- 抜粋テキスト

● ● ● ● ●

南米マゼランペンギン救護活動の現状〜その2〜ウルグアイ救護施設の奮闘

2010 年 11 月 2 日 火曜日

やっと、リチャードさんのお話にたどり着いた。今回は、リチャードさんの施設のお話をしっかりしたいと思います。

リチャードさんのフルネイムはリチャード・テソールさん。「まるで頑固な漁師さんみたいだ!」というのは、初めて彼を見たある水族館関係者の表現。

確かに、頑固かもしれない。でも、野生の現場で、多くのペンギン、あるいは、ほかの生きものの「生き死に」に立ち会ってきた立場から見ると、リチャードさんの振る舞いは「美事」だ。
決して、誰も責めない。特に、生きもののことを本当に気遣っている人のことを悪く言うことは、決してない。それが「美事」!

ウルグアイ東方共和国。高級リゾート、観光地として著名なピリアポリスの近く、コロラダ半島はプンタ・デル・エステに、「SOS海洋生物救護センター」を設置。もう15年以上、そこで海洋生物の救護活動を地道に続けている。

観光地ピリアポリスの高級ホテル 観光地ピリアポリスの高級ホテル外観

このブログでは、マゼランペンギンやイワトビペンギンしか紹介してこなかったが、それだけではない。
今までに救護した海洋生物は、例えば、キングペンギン、南アメリカオットセイ、南極オットセイ、オタリア、ヒョウアザラシ、ミナミゾウアザラシ、ラプラタカワイルカ等々…。実に多くの傷ついた野生動物の命を救ってきた実績がある。

近くの漁港に姿を見せる野生のオタリア 近くの漁港に姿を見せる野生のオタリア2

過去には、大企業から寄贈された三菱のピックアップを、動物などの移動、搬送に使っていたこともある。
しかし、最近の世界的な経済不況のため、大企業からの寄付金や援助が途絶えた今、その不可欠なピックアップさえも、日々の餌代確保のため、手放さざるを得なくなった。

寄贈された三菱のピックアップ

彼を支える「マンパワー」にも翳りが見える。当初は、あるいはマスコミで取り上げられた直後は、大学生や一般のボランティアが増える。
しかし、それは束の間のこと。報道熱が去り、一般の関心が遠退くと、ボランティアは去っていく。あるいは、ボランティアの「対価」を要求するようになる。

「それが情けない…」リチャードさんは、そう溜め息をつく。…そうだよね…、それが人間の性だ。

● ● ● ● ●

- データ

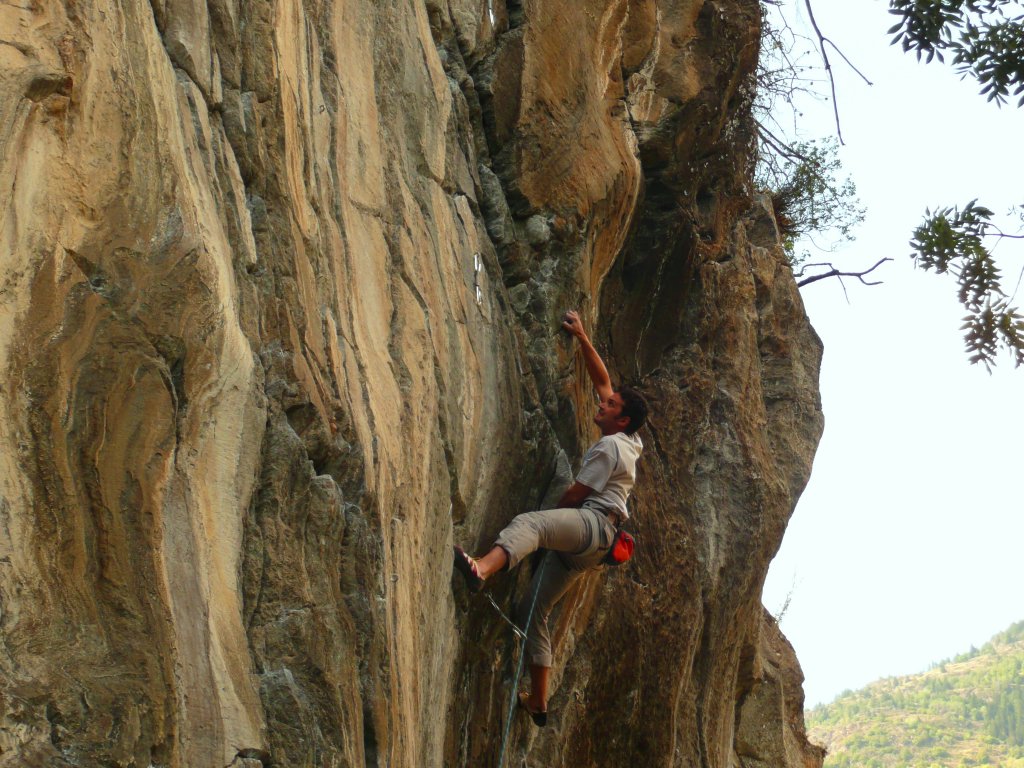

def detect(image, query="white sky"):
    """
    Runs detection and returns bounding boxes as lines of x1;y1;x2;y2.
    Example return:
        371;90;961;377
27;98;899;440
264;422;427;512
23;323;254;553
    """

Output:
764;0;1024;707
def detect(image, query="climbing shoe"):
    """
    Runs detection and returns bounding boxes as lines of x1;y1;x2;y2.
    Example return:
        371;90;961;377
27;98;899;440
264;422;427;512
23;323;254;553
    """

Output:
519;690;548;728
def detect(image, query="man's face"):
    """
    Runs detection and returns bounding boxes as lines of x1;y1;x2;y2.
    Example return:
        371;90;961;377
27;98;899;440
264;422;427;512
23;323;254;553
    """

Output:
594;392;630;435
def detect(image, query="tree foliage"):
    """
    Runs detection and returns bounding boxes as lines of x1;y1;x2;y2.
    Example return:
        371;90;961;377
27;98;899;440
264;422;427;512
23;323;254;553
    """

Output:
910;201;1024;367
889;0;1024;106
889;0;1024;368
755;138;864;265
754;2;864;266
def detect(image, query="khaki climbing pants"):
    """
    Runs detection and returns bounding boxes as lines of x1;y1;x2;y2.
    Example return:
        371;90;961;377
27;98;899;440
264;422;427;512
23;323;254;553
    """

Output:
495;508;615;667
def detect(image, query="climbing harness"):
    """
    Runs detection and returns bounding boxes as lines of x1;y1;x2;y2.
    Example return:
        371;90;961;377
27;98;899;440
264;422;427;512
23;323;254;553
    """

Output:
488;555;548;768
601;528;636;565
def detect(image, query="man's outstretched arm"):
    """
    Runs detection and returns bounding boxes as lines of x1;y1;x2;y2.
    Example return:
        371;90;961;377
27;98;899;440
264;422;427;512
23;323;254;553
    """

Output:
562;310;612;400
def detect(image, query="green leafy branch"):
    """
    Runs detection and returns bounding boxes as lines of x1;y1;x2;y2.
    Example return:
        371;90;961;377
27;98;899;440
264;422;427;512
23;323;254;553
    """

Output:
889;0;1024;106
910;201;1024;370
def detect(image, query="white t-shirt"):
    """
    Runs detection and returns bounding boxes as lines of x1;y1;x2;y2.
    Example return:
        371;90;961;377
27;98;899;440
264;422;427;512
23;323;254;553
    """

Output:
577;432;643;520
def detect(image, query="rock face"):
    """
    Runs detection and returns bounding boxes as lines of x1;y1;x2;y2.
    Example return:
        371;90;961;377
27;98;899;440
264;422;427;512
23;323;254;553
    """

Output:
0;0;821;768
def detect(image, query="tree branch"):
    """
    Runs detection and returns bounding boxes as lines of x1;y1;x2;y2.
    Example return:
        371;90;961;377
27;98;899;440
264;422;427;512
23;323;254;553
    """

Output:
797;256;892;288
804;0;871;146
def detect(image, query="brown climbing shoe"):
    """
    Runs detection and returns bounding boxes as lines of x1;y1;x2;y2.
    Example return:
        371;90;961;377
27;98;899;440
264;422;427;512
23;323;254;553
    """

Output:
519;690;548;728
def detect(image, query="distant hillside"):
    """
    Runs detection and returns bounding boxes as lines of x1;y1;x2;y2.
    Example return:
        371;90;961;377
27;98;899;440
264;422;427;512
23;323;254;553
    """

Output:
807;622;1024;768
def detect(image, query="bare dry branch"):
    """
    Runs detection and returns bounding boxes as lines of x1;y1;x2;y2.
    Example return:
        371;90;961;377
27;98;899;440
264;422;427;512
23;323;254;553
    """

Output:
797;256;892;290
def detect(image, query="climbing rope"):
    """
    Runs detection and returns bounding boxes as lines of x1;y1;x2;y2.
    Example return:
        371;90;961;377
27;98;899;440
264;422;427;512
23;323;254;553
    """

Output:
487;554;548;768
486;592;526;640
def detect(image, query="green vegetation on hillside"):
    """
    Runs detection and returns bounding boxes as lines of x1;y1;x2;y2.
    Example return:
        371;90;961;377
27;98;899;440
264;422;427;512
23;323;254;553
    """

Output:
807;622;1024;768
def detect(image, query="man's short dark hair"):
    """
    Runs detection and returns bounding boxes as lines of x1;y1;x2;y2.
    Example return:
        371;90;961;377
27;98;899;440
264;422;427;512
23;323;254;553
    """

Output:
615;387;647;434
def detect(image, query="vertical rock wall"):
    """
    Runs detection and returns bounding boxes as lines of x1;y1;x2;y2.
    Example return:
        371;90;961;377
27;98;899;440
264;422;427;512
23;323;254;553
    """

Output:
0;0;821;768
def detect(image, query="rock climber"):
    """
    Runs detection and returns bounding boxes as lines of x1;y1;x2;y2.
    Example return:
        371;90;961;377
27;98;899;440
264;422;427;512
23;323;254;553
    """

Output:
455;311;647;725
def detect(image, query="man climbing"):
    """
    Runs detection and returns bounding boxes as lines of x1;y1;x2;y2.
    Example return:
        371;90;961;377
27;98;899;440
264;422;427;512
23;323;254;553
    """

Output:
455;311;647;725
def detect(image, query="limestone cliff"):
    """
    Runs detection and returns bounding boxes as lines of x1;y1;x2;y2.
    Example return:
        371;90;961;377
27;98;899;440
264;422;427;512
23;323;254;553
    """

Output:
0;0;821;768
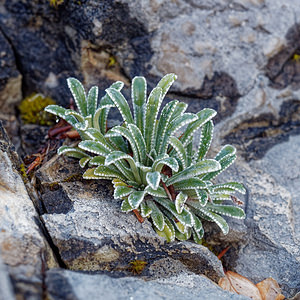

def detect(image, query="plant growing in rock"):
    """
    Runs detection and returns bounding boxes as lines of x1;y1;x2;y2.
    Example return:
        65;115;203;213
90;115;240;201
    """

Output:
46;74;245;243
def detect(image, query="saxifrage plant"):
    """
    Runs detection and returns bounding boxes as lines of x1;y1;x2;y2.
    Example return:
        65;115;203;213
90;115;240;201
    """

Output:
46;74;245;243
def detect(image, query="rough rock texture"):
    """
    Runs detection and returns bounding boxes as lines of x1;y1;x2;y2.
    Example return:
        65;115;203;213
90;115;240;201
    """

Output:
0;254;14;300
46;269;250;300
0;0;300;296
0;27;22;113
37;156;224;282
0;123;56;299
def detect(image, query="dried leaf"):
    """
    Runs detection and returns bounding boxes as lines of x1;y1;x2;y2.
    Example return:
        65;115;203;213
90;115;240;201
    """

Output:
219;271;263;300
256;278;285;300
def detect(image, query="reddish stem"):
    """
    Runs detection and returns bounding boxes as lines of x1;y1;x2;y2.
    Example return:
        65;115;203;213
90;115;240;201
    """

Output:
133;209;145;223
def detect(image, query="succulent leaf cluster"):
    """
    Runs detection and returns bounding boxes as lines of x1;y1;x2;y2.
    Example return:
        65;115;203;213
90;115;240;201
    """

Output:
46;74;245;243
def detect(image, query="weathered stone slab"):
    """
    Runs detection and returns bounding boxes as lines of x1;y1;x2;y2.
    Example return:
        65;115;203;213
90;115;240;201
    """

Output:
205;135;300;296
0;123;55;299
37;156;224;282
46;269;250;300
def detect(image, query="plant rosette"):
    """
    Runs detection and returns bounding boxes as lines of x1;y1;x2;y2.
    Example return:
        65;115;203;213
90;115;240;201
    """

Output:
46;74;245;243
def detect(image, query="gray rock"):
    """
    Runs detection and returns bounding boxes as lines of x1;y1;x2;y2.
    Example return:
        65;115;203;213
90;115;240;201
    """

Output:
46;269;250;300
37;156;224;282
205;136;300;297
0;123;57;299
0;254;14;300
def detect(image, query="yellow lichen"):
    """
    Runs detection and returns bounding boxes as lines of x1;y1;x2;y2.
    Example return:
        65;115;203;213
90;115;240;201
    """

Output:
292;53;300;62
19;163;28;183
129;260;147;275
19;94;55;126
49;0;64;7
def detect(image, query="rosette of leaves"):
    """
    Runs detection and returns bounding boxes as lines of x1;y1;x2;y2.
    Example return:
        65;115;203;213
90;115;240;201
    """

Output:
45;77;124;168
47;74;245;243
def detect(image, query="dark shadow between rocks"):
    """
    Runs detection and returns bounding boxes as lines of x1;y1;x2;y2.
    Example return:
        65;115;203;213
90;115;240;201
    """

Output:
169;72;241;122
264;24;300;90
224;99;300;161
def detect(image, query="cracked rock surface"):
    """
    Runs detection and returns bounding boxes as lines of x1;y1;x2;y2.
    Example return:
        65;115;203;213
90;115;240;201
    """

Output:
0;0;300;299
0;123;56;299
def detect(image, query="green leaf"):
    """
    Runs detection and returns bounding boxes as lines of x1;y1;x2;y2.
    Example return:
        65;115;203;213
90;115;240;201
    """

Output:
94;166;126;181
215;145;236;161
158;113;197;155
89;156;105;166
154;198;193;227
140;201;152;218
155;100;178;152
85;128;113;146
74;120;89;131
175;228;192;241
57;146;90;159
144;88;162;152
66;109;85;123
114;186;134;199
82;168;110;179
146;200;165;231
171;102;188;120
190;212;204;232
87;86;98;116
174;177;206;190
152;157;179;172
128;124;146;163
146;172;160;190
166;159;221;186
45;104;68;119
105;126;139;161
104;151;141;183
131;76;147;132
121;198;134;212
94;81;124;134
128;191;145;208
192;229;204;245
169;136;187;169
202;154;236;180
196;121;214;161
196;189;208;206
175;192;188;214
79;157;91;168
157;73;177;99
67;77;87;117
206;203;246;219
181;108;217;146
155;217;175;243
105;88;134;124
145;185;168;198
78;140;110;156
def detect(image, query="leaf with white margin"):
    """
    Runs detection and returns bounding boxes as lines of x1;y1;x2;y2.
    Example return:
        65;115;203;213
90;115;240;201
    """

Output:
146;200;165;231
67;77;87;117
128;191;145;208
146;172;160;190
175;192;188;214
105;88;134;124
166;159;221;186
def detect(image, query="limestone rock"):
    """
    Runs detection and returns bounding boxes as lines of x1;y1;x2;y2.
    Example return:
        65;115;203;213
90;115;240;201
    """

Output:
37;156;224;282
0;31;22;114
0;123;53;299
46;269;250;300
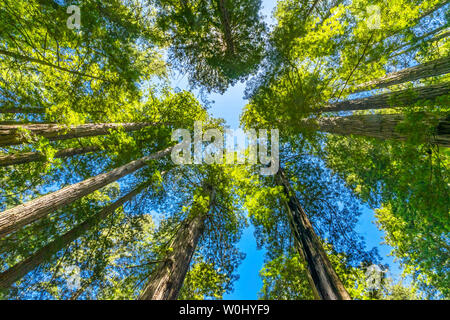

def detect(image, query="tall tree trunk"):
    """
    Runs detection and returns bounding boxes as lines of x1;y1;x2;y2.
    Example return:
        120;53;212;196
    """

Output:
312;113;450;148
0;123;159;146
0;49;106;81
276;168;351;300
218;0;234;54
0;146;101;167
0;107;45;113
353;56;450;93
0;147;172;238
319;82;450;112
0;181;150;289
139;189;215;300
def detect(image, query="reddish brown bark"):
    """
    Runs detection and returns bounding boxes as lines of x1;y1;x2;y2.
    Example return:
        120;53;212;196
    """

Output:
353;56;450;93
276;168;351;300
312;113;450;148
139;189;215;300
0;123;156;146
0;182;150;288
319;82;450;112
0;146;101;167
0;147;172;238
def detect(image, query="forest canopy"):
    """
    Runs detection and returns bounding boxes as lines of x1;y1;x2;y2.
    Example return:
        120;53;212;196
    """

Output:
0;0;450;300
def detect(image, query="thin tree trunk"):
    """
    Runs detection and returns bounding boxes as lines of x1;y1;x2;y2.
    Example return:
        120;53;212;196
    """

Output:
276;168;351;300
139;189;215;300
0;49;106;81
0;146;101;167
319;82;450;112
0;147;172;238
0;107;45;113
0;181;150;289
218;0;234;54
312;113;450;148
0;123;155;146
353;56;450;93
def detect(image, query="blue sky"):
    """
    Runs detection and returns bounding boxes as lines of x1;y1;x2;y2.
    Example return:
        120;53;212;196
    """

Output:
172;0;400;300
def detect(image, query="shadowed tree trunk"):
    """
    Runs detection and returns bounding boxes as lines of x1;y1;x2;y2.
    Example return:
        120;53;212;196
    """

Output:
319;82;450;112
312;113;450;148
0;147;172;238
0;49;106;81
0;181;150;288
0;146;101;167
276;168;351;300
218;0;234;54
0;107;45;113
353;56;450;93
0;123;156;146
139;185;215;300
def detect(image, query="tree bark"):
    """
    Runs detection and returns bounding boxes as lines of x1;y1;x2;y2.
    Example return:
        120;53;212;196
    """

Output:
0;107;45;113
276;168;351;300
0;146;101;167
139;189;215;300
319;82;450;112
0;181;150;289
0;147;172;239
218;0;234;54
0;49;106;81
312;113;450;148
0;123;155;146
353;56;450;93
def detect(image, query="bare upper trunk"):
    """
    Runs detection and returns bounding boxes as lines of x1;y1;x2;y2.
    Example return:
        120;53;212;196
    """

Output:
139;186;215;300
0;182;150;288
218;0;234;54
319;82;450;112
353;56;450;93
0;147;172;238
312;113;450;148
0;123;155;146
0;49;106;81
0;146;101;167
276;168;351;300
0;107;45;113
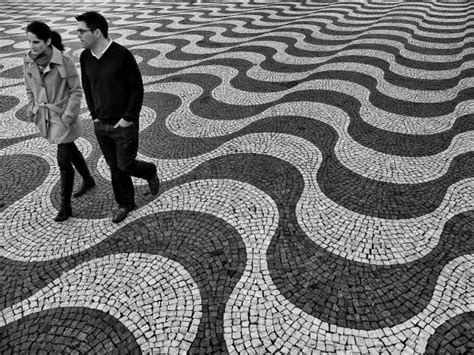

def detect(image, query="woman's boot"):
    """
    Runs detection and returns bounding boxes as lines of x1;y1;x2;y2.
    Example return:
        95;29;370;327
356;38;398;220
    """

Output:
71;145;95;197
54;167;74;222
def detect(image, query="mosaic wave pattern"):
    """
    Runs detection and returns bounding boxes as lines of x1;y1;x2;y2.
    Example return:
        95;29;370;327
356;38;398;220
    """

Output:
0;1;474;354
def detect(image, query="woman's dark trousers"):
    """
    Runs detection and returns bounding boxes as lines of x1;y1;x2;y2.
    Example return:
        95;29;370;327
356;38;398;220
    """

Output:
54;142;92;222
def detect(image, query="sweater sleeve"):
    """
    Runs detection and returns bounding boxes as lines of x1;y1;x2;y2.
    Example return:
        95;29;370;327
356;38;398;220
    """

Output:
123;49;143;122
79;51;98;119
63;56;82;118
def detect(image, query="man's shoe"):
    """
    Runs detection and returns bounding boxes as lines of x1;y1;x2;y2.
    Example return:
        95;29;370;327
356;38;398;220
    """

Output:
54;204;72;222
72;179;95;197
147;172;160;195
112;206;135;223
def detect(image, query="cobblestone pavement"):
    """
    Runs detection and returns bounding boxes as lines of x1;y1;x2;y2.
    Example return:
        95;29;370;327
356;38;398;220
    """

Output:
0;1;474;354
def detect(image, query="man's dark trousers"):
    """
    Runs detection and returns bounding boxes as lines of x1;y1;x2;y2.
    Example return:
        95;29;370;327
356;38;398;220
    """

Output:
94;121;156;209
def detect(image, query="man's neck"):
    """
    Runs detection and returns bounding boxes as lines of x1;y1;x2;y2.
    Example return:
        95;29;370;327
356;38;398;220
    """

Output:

● ● ● ● ●

- 練習課題
a) ペンギン救護活動の文章の「確かに、頑固かもしれない。で」から「代確保のため、手放さざるを得なくなった。」までを、一字一句たがえずに書き写してください。
b) ペンギン救護活動の文章を、最後の文の後から書き継いでください。
記録はここでは一切用いません。

- 解答
a)
確かに、頑固かもしれない。でも、野生の現場で、多くのペンギン、あるいは、ほかの生きものの「生き死に」に立ち会ってきた立場から見ると、リチャードさんの振る舞いは「美事」だ。
決して、誰も責めない。特に、生きもののことを本当に気遣っている人のことを悪く言うことは、決してない。それが「美事」!

ウルグアイ東方共和国。高級リゾート、観光地として著名なピリアポリスの近く、コロラダ半島はプンタ・デル・エステに、「SOS海洋生物救護センター」を設置。もう15年以上、そこで海洋生物の救護活動を地道に続けている。

観光地ピリアポリスの高級ホテル 観光地ピリアポリスの高級ホテル外観

このブログでは、マゼランペンギンやイワトビペンギンしか紹介してこなかったが、それだけではない。
今までに救護した海洋生物は、例えば、キングペンギン、南アメリカオットセイ、南極オットセイ、オタリア、ヒョウアザラシ、ミナミゾウアザラシ、ラプラタカワイルカ等々…。実に多くの傷ついた野生動物の命を救ってきた実績がある。

近くの漁港に姿を見せる野生のオタリア 近くの漁港に姿を見せる野生のオタリア2

過去には、大企業から寄贈された三菱のピックアップを、動物などの移動、搬送に使っていたこともある。
しかし、最近の世界的な経済不況のため、大企業からの寄付金や援助が途絶えた今、その不可欠なピックアップさえも、日々の餌代確保のため、手放さざるを得なくなった。

b)
リチャードさんの施設1 リチャードさんの施設2 リチャードさんの施設3

でも、彼には熱烈な支持者がいる。例えば、このブログでも紹介したロドリゲス夫妻。スペインからウルグアイに、「理想の生活」を求めて移住してきた。
彼らは、献身的にリチャードさんの活動を支えている。ヌリアさんは、毎日、信じられないくらい過酷な労働をこなし、リチャードさんのルーティンワークを支えている。
その妻の熱い思いを、夫のエドワルドさんが支える。エドワルドさんは、スペインで著名な船乗り。実に素晴らしい「海の男」だ!

リチャードさんとヌリアさんがペンギンをあらっている様子

もちろん、ロドリゲス夫妻以外にも熱烈な支持者はいる。例えば、小澤由紀子さん。彼女の活躍は目覚ましい。
リチャードさんも、全幅の信頼をよせている。ペンギンだけでなく、水族館での専門的知識・技能を活かしての活躍は、すばらしい!

今年の、マゼランペンギンのリリースは大成功!!
でも、一旦リリースしたイワトビ君は戻ってきてしまったようだ。来年の「リリースシーズン」まで待たなければならない。その間の飼育方法は?

リチャードさんとイワトビペンギン

リチャードさんへの支援は、資金面だけではない。様々な可能性に柔軟に対応し、良い成果を挙げられるようなしたいものだ。

コメント / トラックバック 16 件

  1. manchot より:

    記事を読みながら、自分は何が出来るのだろうか?と考える。
    直接行って、お手伝い出来るわけない。
    頑張れって、声援を送っても、現状は変わらない。
    「SOS海洋生物救護センター」の賛助会員とか、ないんですか?

  2. 小澤由紀子 より:

    ご紹介頂き、ありがとうございました。
    数日前に、ラプラタ・カワイルカが救助されました。
    ラプラタ・カワイルカは、環境保護論者から、毎年多くの個体が刺し網の被害になっており、種の安定的な存続を困難にしているという指摘があるそうです。

    すっかりリチャードさんを仲間だと思ってしまった、イワトビ君と共にセンターで療養しています。

    「SOS海洋生物救護センター」の賛助会員ですか!? それは、良いアイデアですね〜。

    来年のイワトビ君のリリースまで、里親制度を設けるのもどうでしょうか??

  3. 上田一生 より:

    manchot 様、小澤由紀子 様

    いつも、貴重なコメント・情報をありがとうございます!

    以前から、何回も触れてきましたが、「北半球に住む私たちが、どのように野生のペンギン保全にかかわっていくか?」という問題は、とても難解なパズルです。

    でも、私は、「どうやったら私たちが貢献できるか考えて、いろいろ試してみることそのもの」も、立派な「保全への貢献」だと考えております。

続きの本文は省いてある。